= Exercise 1 =
Name the types of qualifications that the Aid and Attendance article says a Claimant must meet to qualify for the A&A benefit.
= Exercise 2 =
Write out the stretch of the Aid and Attendance article from "For an eligible" through "of long-term care.", keeping every word unchanged.

= Page excerpt =

::::

Posted by attorney Robin Petersen

By Robin M. Petersen, J.D., C.E.L.A.

Millions of veterans and their families are eligible for Veterans Benefits but do not take advantage of them. Why? There are many reasons, including confusion over the benefits available and eligibility requirements, as well as the complexity of the application process itself.

One of the most underutilized benefits available to eligible veterans is the Aid and Attendance Program, which can pay for a wide range of medical expenses and significantly enhance quality of life.

The VA Aid and Attendance pension program is available to veterans or their widowed spouses. This benefit is called Aid and Attendance Pension (A&A). This is not a traditional pension and it has nothing to do with service connected disability. The veteran had to serve 90 days or more of active duty, with one day during a period of wartime. The Claimant may qualify for this benefit if the service, financial and medical qualifications are met and can also qualify for medical supplies and medicines from the Department of Veteran’s Affairs (VA).

For an eligible veteran or widowed spouse, the A&A benefit pays a monthly amount up to $1,949 for the veteran or $1,056 to the surviving spouse—tax free—to assist with medical expenses and the cost of long-term care.

::::

= Data to examine =
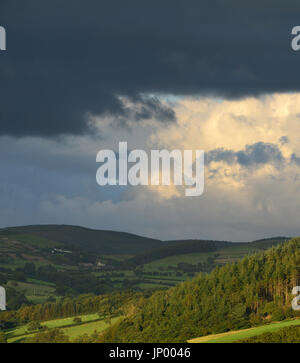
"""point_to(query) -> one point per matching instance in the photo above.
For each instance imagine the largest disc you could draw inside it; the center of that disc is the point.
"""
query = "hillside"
(248, 334)
(88, 240)
(236, 296)
(41, 263)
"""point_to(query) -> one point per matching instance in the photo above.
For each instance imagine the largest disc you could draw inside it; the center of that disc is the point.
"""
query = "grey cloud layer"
(67, 58)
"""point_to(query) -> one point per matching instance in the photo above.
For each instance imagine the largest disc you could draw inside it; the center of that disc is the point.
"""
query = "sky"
(81, 76)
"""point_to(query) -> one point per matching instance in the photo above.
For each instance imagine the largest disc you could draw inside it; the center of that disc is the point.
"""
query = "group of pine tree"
(255, 291)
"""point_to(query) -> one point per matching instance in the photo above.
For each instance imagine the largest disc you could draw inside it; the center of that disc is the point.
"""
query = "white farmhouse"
(2, 298)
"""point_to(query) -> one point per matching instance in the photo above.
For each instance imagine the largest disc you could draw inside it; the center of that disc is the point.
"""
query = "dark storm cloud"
(69, 58)
(253, 155)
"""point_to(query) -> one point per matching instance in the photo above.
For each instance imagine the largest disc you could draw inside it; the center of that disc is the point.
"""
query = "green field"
(235, 336)
(90, 323)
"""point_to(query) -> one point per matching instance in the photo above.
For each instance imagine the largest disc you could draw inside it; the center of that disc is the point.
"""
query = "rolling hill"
(88, 240)
(254, 291)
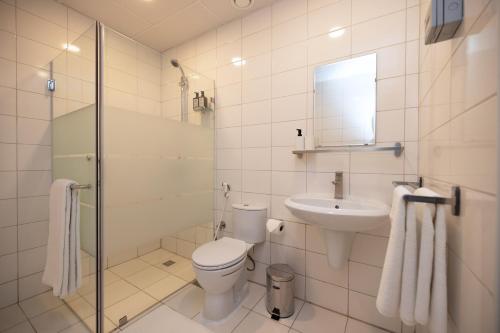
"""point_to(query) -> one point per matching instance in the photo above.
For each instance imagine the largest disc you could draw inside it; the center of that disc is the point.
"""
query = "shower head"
(176, 64)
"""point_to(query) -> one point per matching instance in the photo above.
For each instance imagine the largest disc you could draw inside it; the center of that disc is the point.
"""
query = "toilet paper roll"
(275, 226)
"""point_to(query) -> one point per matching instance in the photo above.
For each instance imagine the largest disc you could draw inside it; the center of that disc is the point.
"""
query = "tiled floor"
(166, 302)
(250, 317)
(129, 289)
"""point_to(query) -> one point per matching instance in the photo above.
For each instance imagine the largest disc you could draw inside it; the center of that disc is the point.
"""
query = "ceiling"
(162, 24)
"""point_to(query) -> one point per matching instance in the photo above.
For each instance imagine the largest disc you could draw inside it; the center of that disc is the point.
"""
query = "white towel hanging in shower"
(63, 266)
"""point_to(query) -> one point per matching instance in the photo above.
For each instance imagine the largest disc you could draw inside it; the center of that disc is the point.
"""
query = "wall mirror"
(345, 102)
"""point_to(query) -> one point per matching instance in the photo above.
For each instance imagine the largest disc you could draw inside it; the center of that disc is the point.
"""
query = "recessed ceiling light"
(237, 61)
(71, 48)
(242, 4)
(336, 32)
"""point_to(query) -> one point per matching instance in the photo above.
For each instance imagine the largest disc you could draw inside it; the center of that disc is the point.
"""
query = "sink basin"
(339, 218)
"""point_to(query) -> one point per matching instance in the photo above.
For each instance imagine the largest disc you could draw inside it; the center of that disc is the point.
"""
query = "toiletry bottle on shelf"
(202, 101)
(299, 140)
(309, 142)
(196, 101)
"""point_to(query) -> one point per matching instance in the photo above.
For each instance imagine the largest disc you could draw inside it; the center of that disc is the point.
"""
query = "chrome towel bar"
(453, 201)
(397, 148)
(80, 187)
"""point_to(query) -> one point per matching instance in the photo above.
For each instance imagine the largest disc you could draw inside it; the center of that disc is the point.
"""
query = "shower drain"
(169, 263)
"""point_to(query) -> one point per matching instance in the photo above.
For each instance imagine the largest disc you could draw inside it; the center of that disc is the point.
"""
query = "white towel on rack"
(439, 306)
(410, 260)
(63, 266)
(389, 292)
(425, 214)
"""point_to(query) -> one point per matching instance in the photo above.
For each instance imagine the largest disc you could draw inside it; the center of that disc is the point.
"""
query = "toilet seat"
(220, 254)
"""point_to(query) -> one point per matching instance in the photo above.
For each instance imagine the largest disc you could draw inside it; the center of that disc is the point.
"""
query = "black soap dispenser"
(202, 101)
(299, 141)
(196, 101)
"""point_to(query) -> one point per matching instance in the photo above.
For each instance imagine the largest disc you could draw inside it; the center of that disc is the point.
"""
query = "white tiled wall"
(260, 104)
(32, 33)
(458, 110)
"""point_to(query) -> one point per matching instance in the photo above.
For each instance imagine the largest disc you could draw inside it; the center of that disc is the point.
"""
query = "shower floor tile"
(157, 256)
(165, 287)
(147, 277)
(129, 267)
(131, 306)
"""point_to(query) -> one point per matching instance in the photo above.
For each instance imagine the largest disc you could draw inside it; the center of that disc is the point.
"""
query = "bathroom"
(171, 128)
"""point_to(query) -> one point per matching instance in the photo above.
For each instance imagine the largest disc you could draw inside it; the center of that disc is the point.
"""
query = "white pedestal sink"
(339, 219)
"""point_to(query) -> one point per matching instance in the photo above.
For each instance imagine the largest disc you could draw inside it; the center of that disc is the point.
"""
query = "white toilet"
(220, 265)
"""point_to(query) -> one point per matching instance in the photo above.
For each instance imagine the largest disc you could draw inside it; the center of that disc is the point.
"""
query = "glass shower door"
(74, 140)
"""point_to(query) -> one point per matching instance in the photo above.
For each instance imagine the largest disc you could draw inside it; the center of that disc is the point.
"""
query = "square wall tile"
(8, 212)
(8, 240)
(8, 267)
(256, 21)
(8, 293)
(7, 101)
(327, 295)
(379, 32)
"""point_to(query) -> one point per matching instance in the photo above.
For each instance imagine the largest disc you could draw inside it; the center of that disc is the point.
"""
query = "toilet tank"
(249, 223)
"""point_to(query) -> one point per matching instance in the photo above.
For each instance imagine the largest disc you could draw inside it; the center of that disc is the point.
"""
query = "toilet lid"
(221, 253)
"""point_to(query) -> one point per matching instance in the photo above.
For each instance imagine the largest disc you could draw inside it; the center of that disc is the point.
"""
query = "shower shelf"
(397, 148)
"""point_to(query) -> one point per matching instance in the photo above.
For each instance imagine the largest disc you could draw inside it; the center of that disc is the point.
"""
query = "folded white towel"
(410, 260)
(425, 214)
(439, 305)
(63, 266)
(389, 292)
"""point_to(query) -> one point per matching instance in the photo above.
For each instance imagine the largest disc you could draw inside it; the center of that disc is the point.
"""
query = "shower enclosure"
(145, 160)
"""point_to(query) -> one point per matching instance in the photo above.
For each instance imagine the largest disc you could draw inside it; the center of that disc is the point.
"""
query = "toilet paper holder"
(275, 226)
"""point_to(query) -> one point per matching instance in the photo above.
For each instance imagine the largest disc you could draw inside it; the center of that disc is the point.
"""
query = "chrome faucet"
(339, 185)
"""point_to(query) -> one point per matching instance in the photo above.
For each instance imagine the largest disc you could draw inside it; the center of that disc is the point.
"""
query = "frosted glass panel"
(74, 132)
(344, 102)
(158, 176)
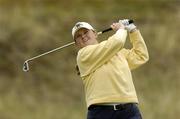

::::

= Exercise answer 1 =
- Service
- Financial
- Medical

= Exercise answer 2 =
For an eligible veteran or widowed spouse, the A&A benefit pays a monthly amount up to $1,949 for the veteran or $1,056 to the surviving spouse—tax free—to assist with medical expenses and the cost of long-term care.